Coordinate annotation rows
========================================

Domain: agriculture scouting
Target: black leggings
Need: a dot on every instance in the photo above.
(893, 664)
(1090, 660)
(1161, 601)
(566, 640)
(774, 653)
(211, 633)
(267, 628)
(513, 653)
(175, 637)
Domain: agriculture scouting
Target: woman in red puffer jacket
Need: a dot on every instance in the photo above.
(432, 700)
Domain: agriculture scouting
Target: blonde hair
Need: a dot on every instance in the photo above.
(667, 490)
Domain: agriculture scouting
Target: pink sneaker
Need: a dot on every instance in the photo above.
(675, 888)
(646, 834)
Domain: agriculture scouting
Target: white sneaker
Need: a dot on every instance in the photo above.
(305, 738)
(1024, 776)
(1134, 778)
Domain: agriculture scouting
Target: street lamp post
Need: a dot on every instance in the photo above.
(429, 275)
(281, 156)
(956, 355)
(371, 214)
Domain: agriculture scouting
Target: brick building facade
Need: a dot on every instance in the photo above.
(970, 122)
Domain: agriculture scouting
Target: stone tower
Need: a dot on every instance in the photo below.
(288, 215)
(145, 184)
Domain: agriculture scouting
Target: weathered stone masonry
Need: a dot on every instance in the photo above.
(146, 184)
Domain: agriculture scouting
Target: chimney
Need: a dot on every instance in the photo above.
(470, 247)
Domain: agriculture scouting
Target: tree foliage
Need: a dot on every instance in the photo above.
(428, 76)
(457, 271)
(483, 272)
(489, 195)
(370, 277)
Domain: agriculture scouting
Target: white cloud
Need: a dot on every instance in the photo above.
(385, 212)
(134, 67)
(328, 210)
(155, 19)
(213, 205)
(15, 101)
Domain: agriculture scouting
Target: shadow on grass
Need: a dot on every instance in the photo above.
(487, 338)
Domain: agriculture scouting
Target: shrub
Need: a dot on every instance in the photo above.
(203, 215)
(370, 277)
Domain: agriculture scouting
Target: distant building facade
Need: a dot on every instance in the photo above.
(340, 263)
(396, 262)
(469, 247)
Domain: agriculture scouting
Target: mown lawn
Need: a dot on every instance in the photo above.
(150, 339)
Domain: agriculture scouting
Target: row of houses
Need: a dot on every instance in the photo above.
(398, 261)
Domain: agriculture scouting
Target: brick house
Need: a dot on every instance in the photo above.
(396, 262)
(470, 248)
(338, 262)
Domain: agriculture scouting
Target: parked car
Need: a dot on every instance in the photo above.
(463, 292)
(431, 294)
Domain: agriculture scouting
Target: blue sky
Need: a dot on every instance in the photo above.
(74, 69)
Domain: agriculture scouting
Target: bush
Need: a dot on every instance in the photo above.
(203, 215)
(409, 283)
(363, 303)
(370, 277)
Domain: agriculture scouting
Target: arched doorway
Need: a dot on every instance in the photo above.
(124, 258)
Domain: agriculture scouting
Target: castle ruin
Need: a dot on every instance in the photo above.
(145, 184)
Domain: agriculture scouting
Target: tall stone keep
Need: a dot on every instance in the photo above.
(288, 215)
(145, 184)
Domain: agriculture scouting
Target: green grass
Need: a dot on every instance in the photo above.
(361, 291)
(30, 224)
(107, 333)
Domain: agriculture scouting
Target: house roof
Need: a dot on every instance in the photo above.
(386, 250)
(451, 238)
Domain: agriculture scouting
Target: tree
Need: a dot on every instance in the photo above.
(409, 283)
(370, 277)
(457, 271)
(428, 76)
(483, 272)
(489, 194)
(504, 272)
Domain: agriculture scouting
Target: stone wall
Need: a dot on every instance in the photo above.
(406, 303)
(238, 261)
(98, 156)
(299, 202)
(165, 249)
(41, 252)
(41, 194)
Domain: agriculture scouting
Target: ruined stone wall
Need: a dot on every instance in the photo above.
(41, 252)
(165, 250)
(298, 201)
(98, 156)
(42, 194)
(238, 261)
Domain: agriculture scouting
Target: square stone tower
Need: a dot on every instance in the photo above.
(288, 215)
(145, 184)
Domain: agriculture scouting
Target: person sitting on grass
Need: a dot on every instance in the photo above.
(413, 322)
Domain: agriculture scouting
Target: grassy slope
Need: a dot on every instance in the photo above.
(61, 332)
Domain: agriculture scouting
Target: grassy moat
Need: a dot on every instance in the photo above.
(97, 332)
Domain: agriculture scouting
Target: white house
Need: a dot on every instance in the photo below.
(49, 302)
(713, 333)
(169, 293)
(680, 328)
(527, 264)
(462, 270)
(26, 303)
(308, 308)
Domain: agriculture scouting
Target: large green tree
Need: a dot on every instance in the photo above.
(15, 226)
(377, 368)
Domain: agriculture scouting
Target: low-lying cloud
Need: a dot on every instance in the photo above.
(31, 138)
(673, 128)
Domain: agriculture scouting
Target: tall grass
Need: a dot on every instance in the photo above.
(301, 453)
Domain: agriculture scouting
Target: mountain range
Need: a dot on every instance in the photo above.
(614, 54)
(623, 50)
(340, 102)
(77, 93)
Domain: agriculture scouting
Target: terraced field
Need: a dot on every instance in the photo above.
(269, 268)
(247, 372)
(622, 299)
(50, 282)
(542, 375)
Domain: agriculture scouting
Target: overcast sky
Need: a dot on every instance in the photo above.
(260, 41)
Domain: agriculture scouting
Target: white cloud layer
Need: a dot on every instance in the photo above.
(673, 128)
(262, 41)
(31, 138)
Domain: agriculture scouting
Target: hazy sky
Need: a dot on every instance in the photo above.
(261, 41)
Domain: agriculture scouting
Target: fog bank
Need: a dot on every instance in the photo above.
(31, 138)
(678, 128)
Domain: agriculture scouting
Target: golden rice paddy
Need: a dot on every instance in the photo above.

========================================

### Task description
Please gather every line in the rows above that contains the word "grassy" and copy each one in full. Case counts.

### Output below
Target: grassy slope
Target: grassy moat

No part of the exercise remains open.